Exercise directions:
Drop all images and give the records again exactly.

The records:
- - -
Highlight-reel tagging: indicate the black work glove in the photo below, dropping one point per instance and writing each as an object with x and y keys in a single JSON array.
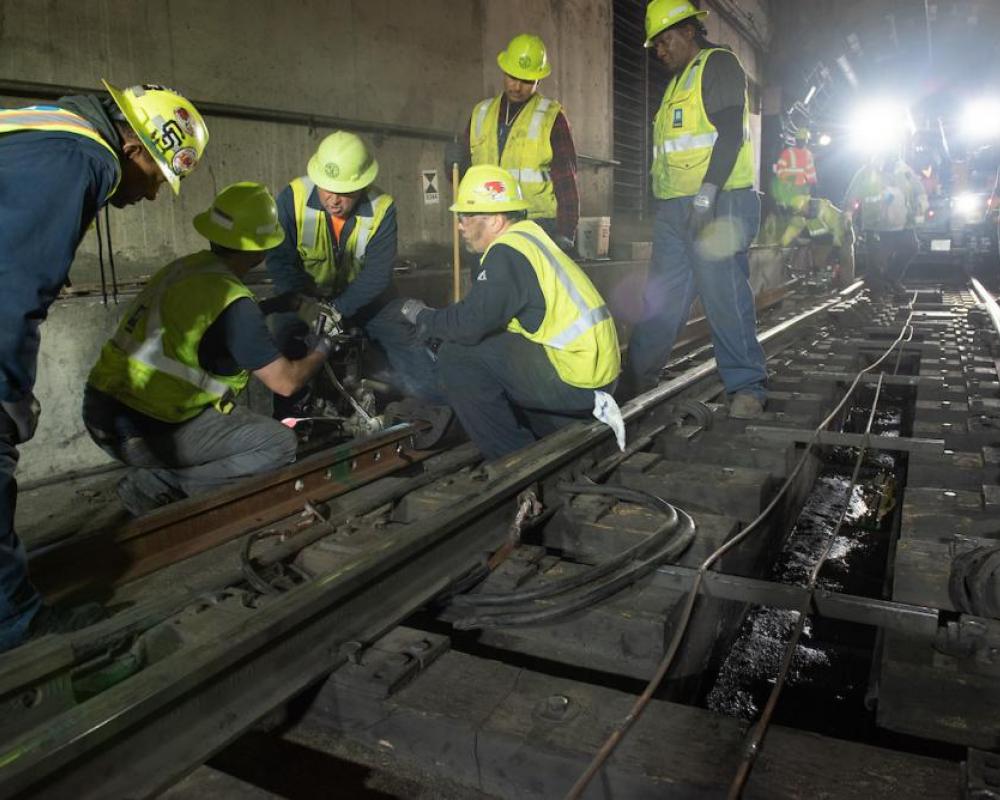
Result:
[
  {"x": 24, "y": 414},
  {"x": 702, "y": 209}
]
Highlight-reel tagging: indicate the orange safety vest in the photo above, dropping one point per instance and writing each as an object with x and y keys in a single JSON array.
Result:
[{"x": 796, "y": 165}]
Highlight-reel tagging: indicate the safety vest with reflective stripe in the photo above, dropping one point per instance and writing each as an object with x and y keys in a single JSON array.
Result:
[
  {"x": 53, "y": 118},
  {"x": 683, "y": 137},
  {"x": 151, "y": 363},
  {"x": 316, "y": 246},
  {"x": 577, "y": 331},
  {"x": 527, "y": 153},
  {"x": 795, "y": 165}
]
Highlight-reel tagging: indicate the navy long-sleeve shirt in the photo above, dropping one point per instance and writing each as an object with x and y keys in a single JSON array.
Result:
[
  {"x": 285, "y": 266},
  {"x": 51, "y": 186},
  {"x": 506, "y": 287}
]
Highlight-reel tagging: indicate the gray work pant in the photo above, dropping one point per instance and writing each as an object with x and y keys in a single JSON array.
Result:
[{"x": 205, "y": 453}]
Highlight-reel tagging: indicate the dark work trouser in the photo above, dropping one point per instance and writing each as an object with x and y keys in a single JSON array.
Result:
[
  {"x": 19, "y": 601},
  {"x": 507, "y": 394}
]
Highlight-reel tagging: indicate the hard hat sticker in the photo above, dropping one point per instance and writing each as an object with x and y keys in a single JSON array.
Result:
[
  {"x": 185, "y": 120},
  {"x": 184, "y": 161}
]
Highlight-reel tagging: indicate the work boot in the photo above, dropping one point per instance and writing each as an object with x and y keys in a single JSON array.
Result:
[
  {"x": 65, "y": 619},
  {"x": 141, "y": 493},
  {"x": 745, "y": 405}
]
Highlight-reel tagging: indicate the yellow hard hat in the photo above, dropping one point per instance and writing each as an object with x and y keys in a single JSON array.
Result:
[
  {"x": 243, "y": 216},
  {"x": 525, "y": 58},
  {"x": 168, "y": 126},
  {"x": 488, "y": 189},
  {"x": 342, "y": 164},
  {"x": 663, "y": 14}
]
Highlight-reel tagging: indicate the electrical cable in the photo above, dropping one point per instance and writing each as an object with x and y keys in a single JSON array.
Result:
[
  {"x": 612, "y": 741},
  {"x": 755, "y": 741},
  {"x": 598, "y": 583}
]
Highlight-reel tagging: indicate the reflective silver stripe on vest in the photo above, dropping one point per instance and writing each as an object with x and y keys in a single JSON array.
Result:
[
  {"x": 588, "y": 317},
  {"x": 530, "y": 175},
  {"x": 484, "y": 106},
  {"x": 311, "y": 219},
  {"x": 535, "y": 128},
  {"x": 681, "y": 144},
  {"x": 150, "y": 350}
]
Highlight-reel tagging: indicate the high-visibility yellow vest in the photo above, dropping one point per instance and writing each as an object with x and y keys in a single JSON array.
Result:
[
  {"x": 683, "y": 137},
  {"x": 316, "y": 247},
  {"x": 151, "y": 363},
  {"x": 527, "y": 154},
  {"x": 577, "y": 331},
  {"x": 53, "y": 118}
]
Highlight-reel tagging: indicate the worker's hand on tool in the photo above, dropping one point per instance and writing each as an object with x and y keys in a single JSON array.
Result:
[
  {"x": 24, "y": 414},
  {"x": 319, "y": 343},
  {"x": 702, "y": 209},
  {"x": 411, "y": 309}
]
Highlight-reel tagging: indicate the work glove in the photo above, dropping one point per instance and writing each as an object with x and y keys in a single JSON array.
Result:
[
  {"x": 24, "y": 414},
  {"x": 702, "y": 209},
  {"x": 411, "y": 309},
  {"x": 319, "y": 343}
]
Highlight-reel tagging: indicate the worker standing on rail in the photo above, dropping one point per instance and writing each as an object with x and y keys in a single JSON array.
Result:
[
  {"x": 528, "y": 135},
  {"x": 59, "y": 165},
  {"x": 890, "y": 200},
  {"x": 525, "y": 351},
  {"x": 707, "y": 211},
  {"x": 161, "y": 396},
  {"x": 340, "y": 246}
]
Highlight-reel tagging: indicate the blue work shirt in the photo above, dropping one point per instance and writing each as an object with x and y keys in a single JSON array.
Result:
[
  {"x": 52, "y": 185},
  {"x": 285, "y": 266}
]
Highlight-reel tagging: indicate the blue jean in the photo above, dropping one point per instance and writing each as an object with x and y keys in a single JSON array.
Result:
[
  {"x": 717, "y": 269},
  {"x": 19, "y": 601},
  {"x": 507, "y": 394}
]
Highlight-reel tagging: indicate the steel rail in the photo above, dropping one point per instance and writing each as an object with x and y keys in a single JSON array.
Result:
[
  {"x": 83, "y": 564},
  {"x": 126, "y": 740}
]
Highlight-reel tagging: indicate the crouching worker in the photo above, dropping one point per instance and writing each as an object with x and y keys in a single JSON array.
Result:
- - -
The solution:
Highlight-reel tagging: indicate the black work glove in the photo below, dropping one point per instance and writing each as an object with x and y keys in a single JSON array.
Result:
[
  {"x": 24, "y": 414},
  {"x": 702, "y": 209}
]
Highlight-reel tagging: indicate the orange safety vest in the photo above, dropping one point per instance and writing each as an object with x and y keys in a single JSON array.
Result:
[{"x": 796, "y": 165}]
Highlight-reel tagging: indicate the safety vest with reflective stripe in the photo above, dropping one point per instance and writing each as an object with x and y keys in a single JSON array.
Result:
[
  {"x": 53, "y": 118},
  {"x": 683, "y": 137},
  {"x": 151, "y": 363},
  {"x": 316, "y": 246},
  {"x": 577, "y": 331},
  {"x": 527, "y": 153},
  {"x": 795, "y": 165}
]
Highlight-reel tagging: indicate the navy long-sleeve shirt in the photo above, dropping one point per instance and writing each as an object with x and y keys in a single JSON array.
Result:
[
  {"x": 285, "y": 266},
  {"x": 51, "y": 186},
  {"x": 506, "y": 287}
]
Highlight-reel tagging: indicate the gray work pant in the photo above, dropping one point per instance and writing each as an object with x and y keys in a single JSON array.
Result:
[{"x": 205, "y": 453}]
Highlight-reel tagging: indicate the dark work trouser in the photo above, dropping one point per instance and writing each as an object with x and y keys in a single JSON array.
Result:
[
  {"x": 19, "y": 601},
  {"x": 507, "y": 394}
]
Highlight-reel tagging: indicate the hard hat sticker in the photo above, dropping one point per instance and writing each as an object with x and y keys in a single JSON array.
Result:
[
  {"x": 185, "y": 120},
  {"x": 184, "y": 161}
]
Highlight-reel tagging: indicate the work boot in the photo above, dropping one point per instance and writing each as an object with x and y keys in a single JSON array.
Result:
[
  {"x": 65, "y": 619},
  {"x": 141, "y": 493},
  {"x": 745, "y": 405}
]
Highlight-reel tagging: indicate the yellow hard hat in the photo above, dropping one point per instance and writing each as an object with x and y keys in a single JSON array.
Result:
[
  {"x": 243, "y": 216},
  {"x": 525, "y": 58},
  {"x": 168, "y": 126},
  {"x": 488, "y": 189},
  {"x": 342, "y": 164},
  {"x": 663, "y": 14}
]
Highlight-reel tagging: indicate the electrical cable in the photo above, dropping one point per instance and writing each as an object with x and y keys in a single JSON array.
Result:
[
  {"x": 612, "y": 741},
  {"x": 755, "y": 741},
  {"x": 598, "y": 583}
]
Highlight-reel tagging: indicate the reflective silver stripe on vest in the photo above, dropping one point per instance and writing each as an object with x and y keys in a single JSON array.
Result:
[
  {"x": 588, "y": 317},
  {"x": 530, "y": 175},
  {"x": 484, "y": 106},
  {"x": 311, "y": 219},
  {"x": 535, "y": 128},
  {"x": 681, "y": 144},
  {"x": 150, "y": 350}
]
Highlight-reel tagging: indicate the high-visibility yellow vest in the photo above, dropping one point per instance and writing each as an object with x and y keys in a single JSON array.
Result:
[
  {"x": 683, "y": 137},
  {"x": 316, "y": 247},
  {"x": 151, "y": 363},
  {"x": 527, "y": 154},
  {"x": 577, "y": 331},
  {"x": 53, "y": 118}
]
Highlight-reel tagging: indicate the worker's hand on tool in the photo above, dropping one point per instance and writing each as an object with x and y keys in a single JSON array.
Result:
[
  {"x": 24, "y": 414},
  {"x": 319, "y": 343},
  {"x": 702, "y": 209},
  {"x": 411, "y": 309}
]
Highlight-reel tagging: indicate the work glove in the photo above, dropping one point per instance and writing each as an object with x and y keys in a single JSON array.
Result:
[
  {"x": 24, "y": 414},
  {"x": 702, "y": 209},
  {"x": 411, "y": 309},
  {"x": 319, "y": 343}
]
Highlight-reel tagging: indicate the worker standing on rail in the photo above, dropping one point per instance and writing each as an object with x and y keys in a single JSON array.
Result:
[
  {"x": 528, "y": 135},
  {"x": 59, "y": 165},
  {"x": 890, "y": 200},
  {"x": 525, "y": 351},
  {"x": 707, "y": 211},
  {"x": 161, "y": 396},
  {"x": 340, "y": 246}
]
Highlight-reel tagging: indicate the blue work shirt in the photo above, dropping one point per instance and writing each as an object with x and y keys in a single JSON array.
Result:
[
  {"x": 52, "y": 185},
  {"x": 285, "y": 266}
]
Highlight-reel tagging: indicate the blue jean in the photo above, dropping one point per instance and writing each as an object with x and y keys in a single JSON array.
Result:
[
  {"x": 717, "y": 269},
  {"x": 19, "y": 601},
  {"x": 507, "y": 394}
]
Highlight-reel tagging: indicate the steel rail in the photo above, dropping one point per instance and writing each as an object with x and y keys in a single JSON array.
Result:
[
  {"x": 83, "y": 564},
  {"x": 126, "y": 740}
]
Highlight-reel tagging: indicate the crouching worker in the photo above, dropping one point per instance and writing each as an object with x and y keys in a single JSON array.
Result:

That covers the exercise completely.